Welcome to The AIDS Pandemic, a podcast hosted by Dr. David Wessner from the Department of Biology at Davidson College. I'm Ali Cundari.
Beyond the obvious physical symptoms associated with AIDS, there are many psychological and social implications surrounding this debilitating disease that we don’t often consider. Mass media efforts and expensive awareness campaigns have done a good job at spreading information to the general public, however, these programs have not been highly successful in reducing risky sexual behavior. Talking about sexuality and proper protection is a topic very uncomfortable to many people, even in today’s world, and this is the reason why many people fail to practice safe sex despite the vast knowledge about how this disease is transmitted. Additionally, a perplexing phenomenon exists among individuals outwardly preaching safe sex, but in reality, not using protection in their own sex lives. This type of insensible behavior is particularly prevalent among sexually active college students, who are aware of the risks and severity of AIDS, but proportionately, very few of them actually use condoms. Recently, several social psychologists have examined this hypocrisy by researching the effects of cognitive dissonance theory on safer sex practices.
Cognitive dissonance theory has been an integral component of social psychology for nearly 50 years, and according to this theory, dissonance arises when a person possesses two contradictory beliefs, or when a person’s attitude conflicts with an action that they chose to perform. This clash between attitude and behavior results in feelings of discomfort, and subsequently the conflicted individual strives to change either their beliefs or behavior to reduce this tension. Hypocrisy is considered a special type of cognitive dissonance, produced when a person decides to promote a behavior that in actuality, they do not practice. Several experiments have been conducted in an attempt to apply this theory to AIDS prevention.
Elliot Aronson was the major contributor to this field of research, and his original study (1991) placed young college students in the role of a HIV prevention educator, who is asked to advocate condom-use to others, but hypocritically does not use condoms in their own sex life. Half the students were asked to compile a list of their past failures to use condoms, when they had deemed it to be too awkward or impossible to do so. Each subject was then asked to compose a speech about the dangers of AIDS and the importance of using condoms for every sexual encounter. The students were quite willing to take on this role, believing it was a good idea to encourage sexually active people to use protection. Then, some of the students recited their speech in front of a video camera, after being informed that this tape would be played in a high-school sex-education class. This produced a high level of dissonance in the subjects. They were now preaching condom-use to others, but hypocritically had failed to practice this at earlier points in their lives. In order to remove this dissonance, the subjects would have to change their attitude to bring it in line with the position they were advocating. Essentially, they’d have to start practicing what they preached. Sure enough, Aronson’s results supported this hypothesis, and after the conclusion of the experiment, the students were far more likely to purchase condoms, which were available on a display table outside the experimental room. Several months later, Aronson followed up with these same students, and they reported that they were regularly using condoms and practicing safer sex.
•••
Using the information ::
a) Print the portion of the AIDS podcast transcript starting with "Cognitive dissonance theory has" and going on through "to AIDS prevention.".
b) Proceed with the AIDS podcast transcript, picking up after its final sentence.
The rows that come next are separate material and have no connection to the podcast transcript on AIDS and cognitive dissonance.

Dataset entries ::
•••
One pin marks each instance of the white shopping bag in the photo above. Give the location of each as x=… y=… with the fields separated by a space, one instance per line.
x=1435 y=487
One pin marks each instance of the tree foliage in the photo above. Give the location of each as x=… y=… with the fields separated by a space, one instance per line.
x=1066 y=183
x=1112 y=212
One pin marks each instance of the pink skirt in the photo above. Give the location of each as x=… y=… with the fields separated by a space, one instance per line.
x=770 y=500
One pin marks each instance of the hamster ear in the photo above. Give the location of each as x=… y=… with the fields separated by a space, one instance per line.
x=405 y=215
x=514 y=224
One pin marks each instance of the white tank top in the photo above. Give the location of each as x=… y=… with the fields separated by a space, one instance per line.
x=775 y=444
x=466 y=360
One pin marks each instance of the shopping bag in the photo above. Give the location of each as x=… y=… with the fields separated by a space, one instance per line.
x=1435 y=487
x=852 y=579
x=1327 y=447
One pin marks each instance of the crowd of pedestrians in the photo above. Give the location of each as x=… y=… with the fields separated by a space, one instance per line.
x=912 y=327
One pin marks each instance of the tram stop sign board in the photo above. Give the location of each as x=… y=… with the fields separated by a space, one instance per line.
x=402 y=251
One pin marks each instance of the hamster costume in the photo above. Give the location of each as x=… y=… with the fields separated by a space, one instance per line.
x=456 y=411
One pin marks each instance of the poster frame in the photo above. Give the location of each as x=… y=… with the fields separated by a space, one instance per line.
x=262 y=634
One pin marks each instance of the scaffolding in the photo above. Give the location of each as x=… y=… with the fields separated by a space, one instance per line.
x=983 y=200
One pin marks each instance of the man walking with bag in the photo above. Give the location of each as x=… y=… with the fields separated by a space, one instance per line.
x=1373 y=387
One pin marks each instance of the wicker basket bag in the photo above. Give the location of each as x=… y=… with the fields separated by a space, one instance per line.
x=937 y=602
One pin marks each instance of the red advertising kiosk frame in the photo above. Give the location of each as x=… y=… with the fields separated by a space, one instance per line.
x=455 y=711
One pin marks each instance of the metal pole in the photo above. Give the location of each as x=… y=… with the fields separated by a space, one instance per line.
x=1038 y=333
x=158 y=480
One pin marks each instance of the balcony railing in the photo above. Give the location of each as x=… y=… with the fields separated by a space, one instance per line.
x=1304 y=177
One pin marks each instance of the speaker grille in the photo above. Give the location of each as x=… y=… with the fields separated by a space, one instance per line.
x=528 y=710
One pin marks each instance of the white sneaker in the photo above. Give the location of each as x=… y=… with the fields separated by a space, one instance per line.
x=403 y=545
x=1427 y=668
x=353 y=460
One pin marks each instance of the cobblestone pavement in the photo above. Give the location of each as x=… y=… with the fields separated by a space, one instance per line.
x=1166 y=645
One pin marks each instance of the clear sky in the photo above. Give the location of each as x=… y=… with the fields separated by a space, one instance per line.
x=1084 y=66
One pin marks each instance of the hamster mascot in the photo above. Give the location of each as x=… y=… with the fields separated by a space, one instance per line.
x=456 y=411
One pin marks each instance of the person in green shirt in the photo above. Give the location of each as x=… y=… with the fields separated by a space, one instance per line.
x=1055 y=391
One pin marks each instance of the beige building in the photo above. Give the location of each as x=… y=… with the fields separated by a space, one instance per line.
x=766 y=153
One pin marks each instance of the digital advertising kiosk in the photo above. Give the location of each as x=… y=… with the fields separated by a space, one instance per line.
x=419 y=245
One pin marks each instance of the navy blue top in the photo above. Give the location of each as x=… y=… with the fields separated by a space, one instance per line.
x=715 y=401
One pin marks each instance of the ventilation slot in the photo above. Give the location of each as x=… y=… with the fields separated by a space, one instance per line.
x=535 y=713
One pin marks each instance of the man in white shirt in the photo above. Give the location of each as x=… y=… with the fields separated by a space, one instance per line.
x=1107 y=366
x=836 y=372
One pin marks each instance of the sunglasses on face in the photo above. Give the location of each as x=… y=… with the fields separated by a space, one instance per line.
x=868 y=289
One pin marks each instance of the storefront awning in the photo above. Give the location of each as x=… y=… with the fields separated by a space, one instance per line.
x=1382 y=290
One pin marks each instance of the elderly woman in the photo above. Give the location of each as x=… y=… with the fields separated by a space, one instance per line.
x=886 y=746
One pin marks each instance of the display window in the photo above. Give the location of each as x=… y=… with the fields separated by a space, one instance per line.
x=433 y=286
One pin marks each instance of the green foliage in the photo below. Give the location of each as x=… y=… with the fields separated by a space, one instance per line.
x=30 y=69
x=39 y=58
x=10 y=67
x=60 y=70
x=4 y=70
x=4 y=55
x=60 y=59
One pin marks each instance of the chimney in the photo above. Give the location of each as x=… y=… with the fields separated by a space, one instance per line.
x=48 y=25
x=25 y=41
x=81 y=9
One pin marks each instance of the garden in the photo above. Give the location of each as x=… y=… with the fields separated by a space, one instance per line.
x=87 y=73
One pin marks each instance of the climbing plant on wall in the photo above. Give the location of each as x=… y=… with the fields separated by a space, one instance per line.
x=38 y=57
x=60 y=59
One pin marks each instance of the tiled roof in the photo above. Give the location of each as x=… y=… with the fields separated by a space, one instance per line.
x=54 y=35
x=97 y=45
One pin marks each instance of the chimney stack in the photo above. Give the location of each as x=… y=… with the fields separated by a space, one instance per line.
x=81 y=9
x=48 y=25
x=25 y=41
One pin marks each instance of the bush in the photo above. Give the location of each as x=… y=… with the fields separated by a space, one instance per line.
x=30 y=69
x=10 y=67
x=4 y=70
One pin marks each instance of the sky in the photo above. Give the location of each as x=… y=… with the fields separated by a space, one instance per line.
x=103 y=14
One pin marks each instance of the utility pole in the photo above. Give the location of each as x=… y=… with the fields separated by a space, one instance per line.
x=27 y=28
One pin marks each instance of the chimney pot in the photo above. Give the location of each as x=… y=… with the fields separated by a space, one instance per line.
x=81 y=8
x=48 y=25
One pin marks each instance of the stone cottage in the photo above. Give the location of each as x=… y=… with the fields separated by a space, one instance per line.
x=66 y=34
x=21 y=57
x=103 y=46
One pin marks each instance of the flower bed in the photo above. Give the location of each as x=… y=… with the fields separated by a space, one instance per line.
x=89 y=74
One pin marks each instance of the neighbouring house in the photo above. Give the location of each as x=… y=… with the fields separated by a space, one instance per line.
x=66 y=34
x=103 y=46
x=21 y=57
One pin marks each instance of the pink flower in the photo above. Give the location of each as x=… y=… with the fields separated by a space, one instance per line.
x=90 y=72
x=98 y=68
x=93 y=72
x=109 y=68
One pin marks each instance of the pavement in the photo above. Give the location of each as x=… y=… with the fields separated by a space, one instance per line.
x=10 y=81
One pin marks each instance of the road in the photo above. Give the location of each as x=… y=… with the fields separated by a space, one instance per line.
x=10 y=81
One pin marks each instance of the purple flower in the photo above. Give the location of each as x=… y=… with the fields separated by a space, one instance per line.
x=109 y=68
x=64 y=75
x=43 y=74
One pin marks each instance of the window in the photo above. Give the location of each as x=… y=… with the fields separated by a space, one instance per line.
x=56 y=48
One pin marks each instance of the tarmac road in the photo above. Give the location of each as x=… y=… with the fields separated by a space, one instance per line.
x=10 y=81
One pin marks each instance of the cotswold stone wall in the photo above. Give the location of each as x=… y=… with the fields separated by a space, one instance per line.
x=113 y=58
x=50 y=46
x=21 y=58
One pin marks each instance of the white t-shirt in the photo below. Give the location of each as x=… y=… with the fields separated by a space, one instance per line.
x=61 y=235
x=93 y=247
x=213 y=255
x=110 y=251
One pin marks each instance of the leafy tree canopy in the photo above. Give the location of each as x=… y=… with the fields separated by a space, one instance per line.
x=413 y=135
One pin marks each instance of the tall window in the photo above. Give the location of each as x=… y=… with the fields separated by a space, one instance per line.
•••
Answers to each task ::
a)
Cognitive dissonance theory has been an integral component of social psychology for nearly 50 years, and according to this theory, dissonance arises when a person possesses two contradictory beliefs, or when a person’s attitude conflicts with an action that they chose to perform. This clash between attitude and behavior results in feelings of discomfort, and subsequently the conflicted individual strives to change either their beliefs or behavior to reduce this tension. Hypocrisy is considered a special type of cognitive dissonance, produced when a person decides to promote a behavior that in actuality, they do not practice. Several experiments have been conducted in an attempt to apply this theory to AIDS prevention.

b)
Many further studies have been conducted, all producing results quite similar to Aronson’s findings. The results of these experiments could have a profound impact on the future of AIDS education and risk reduction efforts, forcing people out of a state of denial and into safer sex practices. Although almost everybody today would agree that AIDS is a huge danger and using condoms is important, the reality is very few of these people actually use condoms themselves. Aronson suggests that the solution to this problem is relatively simple. Society attempts to insulate themselves from a state of dissonance through denial, so in order to cut through this denial, we must directly confront people with their own hypocrisy. Whether it’s through personal and direct surveys or questionnaires, we need to make people realize their past failures and strive to regularly practice safer sex. People need to realize that AIDS is not just a problem for other people, but they themselves are at risk as well. Overall, cognitive dissonance seems to have a strong impact on human behavior, and we can hope to use such theories to encourage safer sex and address the growing social problem that is AIDS.